Introduction
Data aggregation is the process of gathering and expressing data in a summary to get more information about particular groups based on specific conditions. HiveQL offers several built-in aggregate functions, such as max, min, avg,..etc. It also supports advanced aggregation using keywords such as Variance and Standard Deviation and different types of window functions. In this article, we will demonstrate HiveQL aggregation functions with examples.
Prerequisites
Let’s start by creating our Managed table from ‘orders.csv’ file
CREATE TABLE Orders(ProductID int , Quantity string , UnitPrice decimal, Discount int, OrderID int, CustomerID string , OrdersID int, ShipVia int , Freight decimal, ShipName string, ShipAddress string, ShipCity string, ShipRegion string, ShipPostalCode int, ShipCountry string) ROW FORMAT DELIMITED FIELDS TERMINATED BY ',' STORED AS TEXTFILE LOCATION 'hdfs://<name node host name>:<name node port>/<path of the data files>';
Refer to our previous article about Hive tables to know the difference between Managed and External tables
Aggregation functions
SUM
Returns the sum of the column in the group or sum of the distinct values of the column in the group.
SELECT sum(Quantity) FROM Orders;
SELECT Sum(Quantity) FROM Orders WHERE ShipCountry = ‘France’;
Count
In Count function, we have three variations we can use as following:
COUNT(*) – Returns the total number of retrieved rows, including rows containing NULL values;
COUNT(<expression>) – Returns the number of rows for which the supplied expression is non-NULL;
COUNT(DISTINCT expr[, expr]) – Returns the number of rows for which the supplied expression(s) are unique
SELECT COUNT(*) FROM Orders;
SELECT COUNT(distinct ShipCountry) FROM Orders;
SELECT COUNT(*) FROM Orders WHERE UnitPrice >10;
Average
Returns the average of the elements in the group or the average of the distinct values of the column in the group.
AVG(<expression or column name>)
AVG(DISTINCT <expression or column name>)
SELECT AVG(UnitPrice) FROM Orders WHERE ShipCountry = 'Germany';

Minimum
Returns the minimum of the column in the group.
---------------
TASKS:
1. Answer these questions from the HiveQL aggregation article above:
(a) What field delimiter does the CREATE TABLE statement for the Orders table specify?
(b) According to the article, does COUNT(*) include rows that contain NULL values?
(c) Which country does the AVG example filter on?
2. Continue the HiveQL aggregation article above, starting after its last sentence.
---------------
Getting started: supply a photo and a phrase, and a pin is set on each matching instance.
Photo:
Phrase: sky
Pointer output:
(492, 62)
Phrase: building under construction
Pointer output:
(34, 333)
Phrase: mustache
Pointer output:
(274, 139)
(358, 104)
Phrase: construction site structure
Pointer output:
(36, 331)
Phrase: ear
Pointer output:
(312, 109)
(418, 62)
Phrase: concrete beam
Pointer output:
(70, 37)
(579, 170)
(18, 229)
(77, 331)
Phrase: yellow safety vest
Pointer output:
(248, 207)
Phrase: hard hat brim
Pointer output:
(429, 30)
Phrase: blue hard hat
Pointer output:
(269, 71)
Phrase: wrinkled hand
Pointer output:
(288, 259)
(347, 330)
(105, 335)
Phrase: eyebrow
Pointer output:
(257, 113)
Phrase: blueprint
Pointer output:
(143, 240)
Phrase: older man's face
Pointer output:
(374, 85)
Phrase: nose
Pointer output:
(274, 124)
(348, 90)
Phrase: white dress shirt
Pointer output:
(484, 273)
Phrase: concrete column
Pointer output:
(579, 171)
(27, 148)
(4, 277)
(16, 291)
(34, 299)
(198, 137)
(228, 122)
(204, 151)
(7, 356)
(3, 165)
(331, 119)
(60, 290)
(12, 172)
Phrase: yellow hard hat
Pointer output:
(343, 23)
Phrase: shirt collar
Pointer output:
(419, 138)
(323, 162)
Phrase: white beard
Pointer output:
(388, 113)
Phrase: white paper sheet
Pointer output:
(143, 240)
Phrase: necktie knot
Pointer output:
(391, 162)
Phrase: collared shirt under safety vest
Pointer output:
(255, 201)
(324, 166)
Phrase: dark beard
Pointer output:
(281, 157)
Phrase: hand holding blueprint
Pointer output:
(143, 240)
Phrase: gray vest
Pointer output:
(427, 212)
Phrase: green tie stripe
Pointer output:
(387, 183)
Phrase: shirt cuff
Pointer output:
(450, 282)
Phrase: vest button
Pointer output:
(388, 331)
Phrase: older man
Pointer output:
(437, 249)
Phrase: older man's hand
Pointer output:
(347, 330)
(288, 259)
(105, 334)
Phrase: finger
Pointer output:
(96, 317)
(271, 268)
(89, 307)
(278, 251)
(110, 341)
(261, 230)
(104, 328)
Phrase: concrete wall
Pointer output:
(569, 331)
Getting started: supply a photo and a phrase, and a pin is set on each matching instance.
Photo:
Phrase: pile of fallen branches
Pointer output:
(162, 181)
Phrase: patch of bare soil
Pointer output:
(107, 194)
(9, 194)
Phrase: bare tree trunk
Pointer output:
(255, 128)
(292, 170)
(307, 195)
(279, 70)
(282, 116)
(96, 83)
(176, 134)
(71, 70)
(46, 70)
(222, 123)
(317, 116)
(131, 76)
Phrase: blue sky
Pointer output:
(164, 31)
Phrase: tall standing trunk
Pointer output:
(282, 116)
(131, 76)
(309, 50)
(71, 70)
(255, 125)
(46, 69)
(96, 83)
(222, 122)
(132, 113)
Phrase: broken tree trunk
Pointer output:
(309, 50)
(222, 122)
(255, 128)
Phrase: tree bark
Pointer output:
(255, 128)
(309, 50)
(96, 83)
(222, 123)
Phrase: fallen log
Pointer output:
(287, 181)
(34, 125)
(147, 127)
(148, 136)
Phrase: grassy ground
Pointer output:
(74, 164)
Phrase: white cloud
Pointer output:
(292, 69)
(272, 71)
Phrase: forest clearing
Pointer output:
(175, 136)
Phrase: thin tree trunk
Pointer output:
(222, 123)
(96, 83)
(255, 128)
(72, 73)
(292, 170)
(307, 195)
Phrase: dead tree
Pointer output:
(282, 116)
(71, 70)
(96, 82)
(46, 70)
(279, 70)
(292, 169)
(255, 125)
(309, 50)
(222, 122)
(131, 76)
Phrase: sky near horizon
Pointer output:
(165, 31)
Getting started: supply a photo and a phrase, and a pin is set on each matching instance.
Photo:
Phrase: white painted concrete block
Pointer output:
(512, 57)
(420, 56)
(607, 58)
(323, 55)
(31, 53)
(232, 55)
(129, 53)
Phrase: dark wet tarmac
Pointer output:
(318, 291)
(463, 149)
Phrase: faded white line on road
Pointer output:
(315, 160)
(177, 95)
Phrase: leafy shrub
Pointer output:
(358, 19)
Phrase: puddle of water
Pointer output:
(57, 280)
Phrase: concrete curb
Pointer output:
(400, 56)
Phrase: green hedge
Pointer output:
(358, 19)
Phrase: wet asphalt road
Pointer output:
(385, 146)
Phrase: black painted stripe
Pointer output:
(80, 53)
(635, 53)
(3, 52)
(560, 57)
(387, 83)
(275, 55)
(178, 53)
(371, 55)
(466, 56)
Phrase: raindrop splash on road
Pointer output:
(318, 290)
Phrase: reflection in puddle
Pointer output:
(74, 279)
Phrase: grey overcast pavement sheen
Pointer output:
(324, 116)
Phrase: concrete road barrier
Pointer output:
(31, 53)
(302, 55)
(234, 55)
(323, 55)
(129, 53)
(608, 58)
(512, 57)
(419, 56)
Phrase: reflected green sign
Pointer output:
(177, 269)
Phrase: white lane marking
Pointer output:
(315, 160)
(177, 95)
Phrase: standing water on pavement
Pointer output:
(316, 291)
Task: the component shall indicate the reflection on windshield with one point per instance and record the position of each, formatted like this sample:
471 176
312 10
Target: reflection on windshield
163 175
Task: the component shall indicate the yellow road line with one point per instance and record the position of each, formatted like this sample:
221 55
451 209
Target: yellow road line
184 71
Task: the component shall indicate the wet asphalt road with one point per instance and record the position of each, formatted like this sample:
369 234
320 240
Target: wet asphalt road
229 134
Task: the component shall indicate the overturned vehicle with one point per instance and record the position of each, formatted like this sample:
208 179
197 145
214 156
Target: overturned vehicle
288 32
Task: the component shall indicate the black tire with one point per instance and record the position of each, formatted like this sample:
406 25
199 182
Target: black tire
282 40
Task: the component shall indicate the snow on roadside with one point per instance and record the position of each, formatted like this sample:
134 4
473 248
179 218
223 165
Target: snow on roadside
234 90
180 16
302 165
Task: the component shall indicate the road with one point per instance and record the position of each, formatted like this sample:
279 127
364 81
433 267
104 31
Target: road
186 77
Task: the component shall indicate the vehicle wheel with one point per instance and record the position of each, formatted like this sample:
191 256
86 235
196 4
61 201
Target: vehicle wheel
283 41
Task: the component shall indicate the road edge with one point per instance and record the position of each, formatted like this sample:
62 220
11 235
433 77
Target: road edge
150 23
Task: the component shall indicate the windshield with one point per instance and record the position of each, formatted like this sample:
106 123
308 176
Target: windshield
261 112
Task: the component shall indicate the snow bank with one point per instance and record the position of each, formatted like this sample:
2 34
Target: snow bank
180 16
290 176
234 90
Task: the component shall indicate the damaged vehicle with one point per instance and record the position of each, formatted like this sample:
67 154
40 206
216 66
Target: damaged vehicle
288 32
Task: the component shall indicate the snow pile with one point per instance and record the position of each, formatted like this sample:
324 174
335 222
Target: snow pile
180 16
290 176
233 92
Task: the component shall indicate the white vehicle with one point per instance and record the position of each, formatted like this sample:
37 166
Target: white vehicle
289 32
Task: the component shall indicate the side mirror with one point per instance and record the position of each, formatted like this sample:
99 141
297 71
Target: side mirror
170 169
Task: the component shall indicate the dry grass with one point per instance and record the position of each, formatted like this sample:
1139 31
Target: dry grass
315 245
---------------
RESULTS FOR THE EXERCISE:
1.
(a) A comma (',').
(b) Yes.
(c) Germany.

2.
MIN(<expression or column>
SELECT MIN(UnitPrice) FROM Orders;

Maximum
Returns the maximum of the column in the group.
MAX(<expression or column>
SELECT MAX(UnitPrice) FROM Orders;

Variance
Returns the variance of a numeric column in the group.
VARIANCE(<expression or column>
SELECT VARIANCE(Quantity) FROM Orders;

Standard Deviation
Returns the Standard Deviation of a numeric column in the group.
STDDEV_POP(<expression or column>
SELECT STDDEV_POP(UnitPrice) FROM Orders;

Covariance
Returns the population covariance of a pair of numeric columns in the group.
COVAR_POP(<expression or column> , <expression or column>)
SELECT COVAR_POP(UnitPrice, OrderID) FROM Orders;

Correlation
Returns the Pearson coefficient of correlation of a pair of numeric columns in the group.
CORR(<expression or column> , <expression or column>)
SELECT CORR(UnitPrice, OrderID) FROM Orders;
Collections
Returns a set of objects with duplicate elements eliminated, repeated values will be rejected in the output you will get a distinct list of your input column or expression in the output.
COLLECT_SET(<expression or column>)
SELECT COLLECT_SET(UnitPrice) FROM Orders;

Histogram
Computes a histogram of a numeric column in the group using b non-uniformly spaced bins. The output is an array of size b of double-valued (x,y) coordinates that represent the bin centers and heights.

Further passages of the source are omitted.